§ **Source text**:
"""

But I have now chosen a text which holds forth a remedy for this malady--a
cure for this case; that is, that if we will humble our uncircumcised
hearts, and accept of the punishment of our iniquity, Lev. xxvi. 41; if we
be "ashamed and confounded" (Ezek. xxxvi. 32), before the Lord this day
for our evil ways; if we judge ourselves as guilty, and put our mouth in
the dust, and clothe ourselves with shame as with a garment; if we repent
and abhor ourselves in dust and ashes, then the Lord will not abhor us,
but take pleasure in us, to dwell among us, to reveal himself unto us, to
set before us the right pattern of his own house, that the tabernacle of
God may be with men, Rev. xxi. 3; and pure ordinances, where before they
were defiled and mixed; Zech. xiii. 2, He "will cut off the names of the
idols out of the land," and cause the false prophet, "and the unclean
spirit to pass out of the land," and the glory of the Lord shall dwell in
the land, Psal. lxxxv. 9. But, withal, we must take heed that we "turn not
again to folly," Psal. lxxxv. 8; that our hearts start not aside, "like a
deceitful bow," Psal. lxxviii. 57; that we "keep the ways of the Lord,"
Psal. xviii. 21, and do not wickedly depart from our God. Thus you have
briefly the occasion and the sum of what I am to deliver from this text;
the particulars whereof I shall not touch till I have, in the first place,
resolved a difficult, yet profitable question.

"""

§ **Set exercise 1**:
Can you gather every line of the rows that contains the string "balcony" and copy each one?
The sermon excerpt and the rows have no connection to each other.

Bounding-box rows
"""

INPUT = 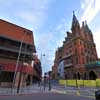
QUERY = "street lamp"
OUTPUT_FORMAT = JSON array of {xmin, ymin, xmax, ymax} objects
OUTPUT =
[{"xmin": 12, "ymin": 32, "xmax": 26, "ymax": 93}]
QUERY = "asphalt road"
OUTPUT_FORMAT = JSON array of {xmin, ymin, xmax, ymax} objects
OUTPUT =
[{"xmin": 0, "ymin": 93, "xmax": 94, "ymax": 100}]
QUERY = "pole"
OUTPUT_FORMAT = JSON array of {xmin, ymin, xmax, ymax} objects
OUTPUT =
[{"xmin": 12, "ymin": 31, "xmax": 25, "ymax": 92}]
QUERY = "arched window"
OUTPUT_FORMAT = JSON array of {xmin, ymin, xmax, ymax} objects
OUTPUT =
[{"xmin": 89, "ymin": 71, "xmax": 97, "ymax": 80}]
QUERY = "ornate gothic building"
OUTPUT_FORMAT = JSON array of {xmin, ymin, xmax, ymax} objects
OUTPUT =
[{"xmin": 52, "ymin": 13, "xmax": 100, "ymax": 79}]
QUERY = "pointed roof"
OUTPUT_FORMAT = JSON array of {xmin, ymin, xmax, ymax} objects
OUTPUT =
[
  {"xmin": 71, "ymin": 11, "xmax": 80, "ymax": 30},
  {"xmin": 84, "ymin": 21, "xmax": 91, "ymax": 33}
]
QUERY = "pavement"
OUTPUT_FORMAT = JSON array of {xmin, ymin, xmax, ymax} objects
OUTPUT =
[
  {"xmin": 0, "ymin": 84, "xmax": 97, "ymax": 100},
  {"xmin": 0, "ymin": 93, "xmax": 94, "ymax": 100}
]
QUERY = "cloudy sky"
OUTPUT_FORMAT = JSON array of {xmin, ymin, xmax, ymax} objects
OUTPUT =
[{"xmin": 0, "ymin": 0, "xmax": 100, "ymax": 72}]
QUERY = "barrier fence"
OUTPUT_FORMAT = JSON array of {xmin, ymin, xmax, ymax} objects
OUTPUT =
[{"xmin": 59, "ymin": 79, "xmax": 100, "ymax": 87}]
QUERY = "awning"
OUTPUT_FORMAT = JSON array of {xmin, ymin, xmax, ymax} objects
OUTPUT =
[{"xmin": 0, "ymin": 64, "xmax": 33, "ymax": 74}]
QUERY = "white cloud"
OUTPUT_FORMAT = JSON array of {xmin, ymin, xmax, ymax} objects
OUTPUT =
[{"xmin": 81, "ymin": 0, "xmax": 100, "ymax": 24}]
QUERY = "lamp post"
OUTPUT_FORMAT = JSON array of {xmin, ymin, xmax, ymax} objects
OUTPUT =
[{"xmin": 12, "ymin": 32, "xmax": 26, "ymax": 93}]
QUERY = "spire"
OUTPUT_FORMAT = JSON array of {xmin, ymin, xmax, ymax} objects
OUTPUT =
[
  {"xmin": 84, "ymin": 20, "xmax": 91, "ymax": 33},
  {"xmin": 71, "ymin": 11, "xmax": 80, "ymax": 31}
]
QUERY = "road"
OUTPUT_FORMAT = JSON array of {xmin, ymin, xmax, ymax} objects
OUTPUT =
[{"xmin": 0, "ymin": 93, "xmax": 94, "ymax": 100}]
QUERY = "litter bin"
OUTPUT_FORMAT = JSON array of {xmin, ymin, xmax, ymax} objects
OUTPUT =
[{"xmin": 95, "ymin": 90, "xmax": 100, "ymax": 100}]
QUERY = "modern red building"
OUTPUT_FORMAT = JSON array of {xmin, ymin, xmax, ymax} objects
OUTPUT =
[
  {"xmin": 53, "ymin": 13, "xmax": 100, "ymax": 79},
  {"xmin": 0, "ymin": 19, "xmax": 40, "ymax": 86}
]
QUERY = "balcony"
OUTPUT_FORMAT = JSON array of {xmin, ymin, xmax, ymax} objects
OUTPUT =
[
  {"xmin": 0, "ymin": 46, "xmax": 32, "ymax": 55},
  {"xmin": 85, "ymin": 61, "xmax": 100, "ymax": 68},
  {"xmin": 62, "ymin": 53, "xmax": 73, "ymax": 59},
  {"xmin": 64, "ymin": 63, "xmax": 73, "ymax": 68}
]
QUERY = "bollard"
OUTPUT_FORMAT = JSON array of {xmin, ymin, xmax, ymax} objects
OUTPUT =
[{"xmin": 95, "ymin": 90, "xmax": 100, "ymax": 100}]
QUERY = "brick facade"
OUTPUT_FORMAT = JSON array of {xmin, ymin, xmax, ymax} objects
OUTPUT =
[{"xmin": 52, "ymin": 13, "xmax": 100, "ymax": 79}]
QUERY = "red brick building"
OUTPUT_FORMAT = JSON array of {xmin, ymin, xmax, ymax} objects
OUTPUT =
[
  {"xmin": 0, "ymin": 19, "xmax": 41, "ymax": 86},
  {"xmin": 52, "ymin": 13, "xmax": 100, "ymax": 79}
]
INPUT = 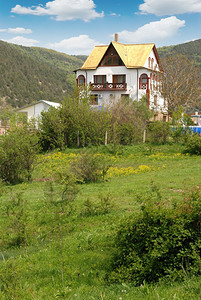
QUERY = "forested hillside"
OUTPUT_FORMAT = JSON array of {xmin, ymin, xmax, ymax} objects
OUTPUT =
[
  {"xmin": 0, "ymin": 41, "xmax": 83, "ymax": 107},
  {"xmin": 0, "ymin": 39, "xmax": 201, "ymax": 107},
  {"xmin": 157, "ymin": 39, "xmax": 201, "ymax": 69}
]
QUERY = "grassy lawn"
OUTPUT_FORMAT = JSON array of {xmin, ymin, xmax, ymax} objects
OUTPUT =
[{"xmin": 0, "ymin": 145, "xmax": 201, "ymax": 300}]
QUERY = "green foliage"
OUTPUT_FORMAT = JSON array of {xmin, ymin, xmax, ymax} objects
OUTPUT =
[
  {"xmin": 0, "ymin": 41, "xmax": 83, "ymax": 107},
  {"xmin": 147, "ymin": 121, "xmax": 171, "ymax": 144},
  {"xmin": 70, "ymin": 152, "xmax": 111, "ymax": 183},
  {"xmin": 109, "ymin": 188, "xmax": 201, "ymax": 286},
  {"xmin": 3, "ymin": 191, "xmax": 27, "ymax": 250},
  {"xmin": 111, "ymin": 97, "xmax": 152, "ymax": 153},
  {"xmin": 40, "ymin": 93, "xmax": 110, "ymax": 150},
  {"xmin": 185, "ymin": 134, "xmax": 201, "ymax": 155},
  {"xmin": 81, "ymin": 194, "xmax": 112, "ymax": 216},
  {"xmin": 157, "ymin": 39, "xmax": 201, "ymax": 71},
  {"xmin": 0, "ymin": 127, "xmax": 39, "ymax": 183}
]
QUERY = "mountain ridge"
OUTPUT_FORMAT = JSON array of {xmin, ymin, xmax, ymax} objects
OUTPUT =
[{"xmin": 0, "ymin": 39, "xmax": 201, "ymax": 108}]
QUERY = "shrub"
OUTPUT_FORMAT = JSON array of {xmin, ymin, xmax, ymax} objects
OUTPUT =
[
  {"xmin": 108, "ymin": 189, "xmax": 201, "ymax": 285},
  {"xmin": 185, "ymin": 134, "xmax": 201, "ymax": 155},
  {"xmin": 0, "ymin": 127, "xmax": 39, "ymax": 183},
  {"xmin": 70, "ymin": 152, "xmax": 110, "ymax": 183},
  {"xmin": 147, "ymin": 121, "xmax": 171, "ymax": 144}
]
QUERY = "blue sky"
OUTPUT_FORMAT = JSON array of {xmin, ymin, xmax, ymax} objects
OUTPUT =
[{"xmin": 0, "ymin": 0, "xmax": 201, "ymax": 55}]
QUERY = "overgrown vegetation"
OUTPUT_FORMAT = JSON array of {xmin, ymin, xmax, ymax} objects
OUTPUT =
[
  {"xmin": 0, "ymin": 126, "xmax": 39, "ymax": 183},
  {"xmin": 0, "ymin": 144, "xmax": 201, "ymax": 300},
  {"xmin": 109, "ymin": 187, "xmax": 201, "ymax": 286}
]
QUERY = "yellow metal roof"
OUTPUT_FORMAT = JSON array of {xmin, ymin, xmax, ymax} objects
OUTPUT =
[
  {"xmin": 81, "ymin": 42, "xmax": 158, "ymax": 70},
  {"xmin": 81, "ymin": 46, "xmax": 108, "ymax": 70}
]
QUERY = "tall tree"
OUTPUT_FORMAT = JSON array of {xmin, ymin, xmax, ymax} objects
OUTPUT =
[{"xmin": 162, "ymin": 53, "xmax": 201, "ymax": 114}]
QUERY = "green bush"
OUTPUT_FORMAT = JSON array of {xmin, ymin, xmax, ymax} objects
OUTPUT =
[
  {"xmin": 70, "ymin": 152, "xmax": 110, "ymax": 183},
  {"xmin": 185, "ymin": 134, "xmax": 201, "ymax": 155},
  {"xmin": 108, "ymin": 189, "xmax": 201, "ymax": 286},
  {"xmin": 0, "ymin": 127, "xmax": 39, "ymax": 183},
  {"xmin": 147, "ymin": 121, "xmax": 171, "ymax": 144}
]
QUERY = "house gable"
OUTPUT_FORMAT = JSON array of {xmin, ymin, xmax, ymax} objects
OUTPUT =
[
  {"xmin": 99, "ymin": 43, "xmax": 125, "ymax": 67},
  {"xmin": 81, "ymin": 42, "xmax": 160, "ymax": 70}
]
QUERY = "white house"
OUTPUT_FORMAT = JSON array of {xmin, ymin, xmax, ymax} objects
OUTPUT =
[
  {"xmin": 76, "ymin": 34, "xmax": 168, "ymax": 121},
  {"xmin": 16, "ymin": 100, "xmax": 61, "ymax": 121}
]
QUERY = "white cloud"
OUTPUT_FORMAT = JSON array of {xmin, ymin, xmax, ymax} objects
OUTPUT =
[
  {"xmin": 110, "ymin": 13, "xmax": 121, "ymax": 17},
  {"xmin": 6, "ymin": 36, "xmax": 39, "ymax": 47},
  {"xmin": 48, "ymin": 35, "xmax": 100, "ymax": 55},
  {"xmin": 0, "ymin": 27, "xmax": 32, "ymax": 34},
  {"xmin": 139, "ymin": 0, "xmax": 201, "ymax": 16},
  {"xmin": 119, "ymin": 16, "xmax": 185, "ymax": 43},
  {"xmin": 11, "ymin": 0, "xmax": 104, "ymax": 22}
]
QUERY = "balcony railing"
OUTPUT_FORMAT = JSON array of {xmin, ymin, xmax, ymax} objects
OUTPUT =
[{"xmin": 91, "ymin": 83, "xmax": 127, "ymax": 91}]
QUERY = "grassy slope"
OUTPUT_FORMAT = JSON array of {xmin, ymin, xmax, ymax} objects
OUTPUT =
[{"xmin": 0, "ymin": 145, "xmax": 201, "ymax": 300}]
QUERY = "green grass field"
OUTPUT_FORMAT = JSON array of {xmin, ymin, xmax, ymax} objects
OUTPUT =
[{"xmin": 0, "ymin": 145, "xmax": 201, "ymax": 300}]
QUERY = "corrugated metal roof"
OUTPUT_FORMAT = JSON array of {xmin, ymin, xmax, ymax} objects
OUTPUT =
[
  {"xmin": 81, "ymin": 46, "xmax": 108, "ymax": 70},
  {"xmin": 81, "ymin": 42, "xmax": 155, "ymax": 70}
]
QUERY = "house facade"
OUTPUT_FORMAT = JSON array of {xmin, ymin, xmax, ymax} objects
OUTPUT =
[{"xmin": 76, "ymin": 34, "xmax": 168, "ymax": 121}]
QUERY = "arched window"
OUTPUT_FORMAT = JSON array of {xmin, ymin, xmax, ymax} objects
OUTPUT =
[
  {"xmin": 139, "ymin": 74, "xmax": 148, "ymax": 90},
  {"xmin": 77, "ymin": 75, "xmax": 85, "ymax": 86}
]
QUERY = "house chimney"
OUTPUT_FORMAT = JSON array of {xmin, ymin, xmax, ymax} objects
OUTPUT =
[{"xmin": 114, "ymin": 33, "xmax": 119, "ymax": 43}]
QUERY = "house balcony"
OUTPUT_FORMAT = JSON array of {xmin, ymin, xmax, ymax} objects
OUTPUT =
[{"xmin": 91, "ymin": 82, "xmax": 127, "ymax": 91}]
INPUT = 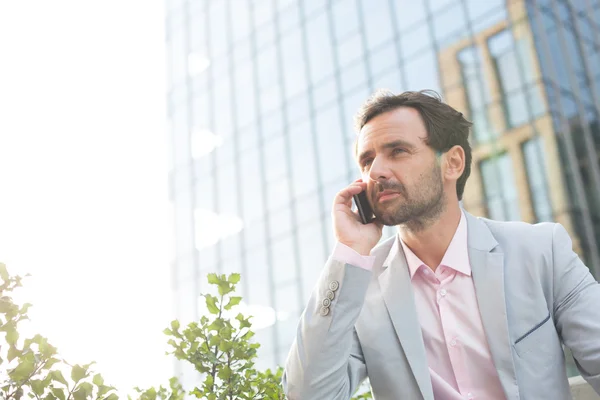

"""

§ **Set exercise 2**:
What does the sermon excerpt say, summed up in three sentences?

§ **Final result 1**:
QUERY = "balcony"
QUERY = "balcony railing"
QUERY = "house balcony"

§ **Final result 2**:
The speaker has chosen a text that offers a remedy: if we humble our hearts, accept the punishment of our iniquity, feel ashamed before the Lord, judge ourselves guilty and repent, the Lord will not abhor us. Instead he will take pleasure in dwelling among us, reveal himself, restore pure ordinances, cut off the names of idols, and let his glory dwell in the land. We must still take heed not to turn again to folly or depart from God, and the speaker will first resolve a difficult yet profitable question before taking up the particulars.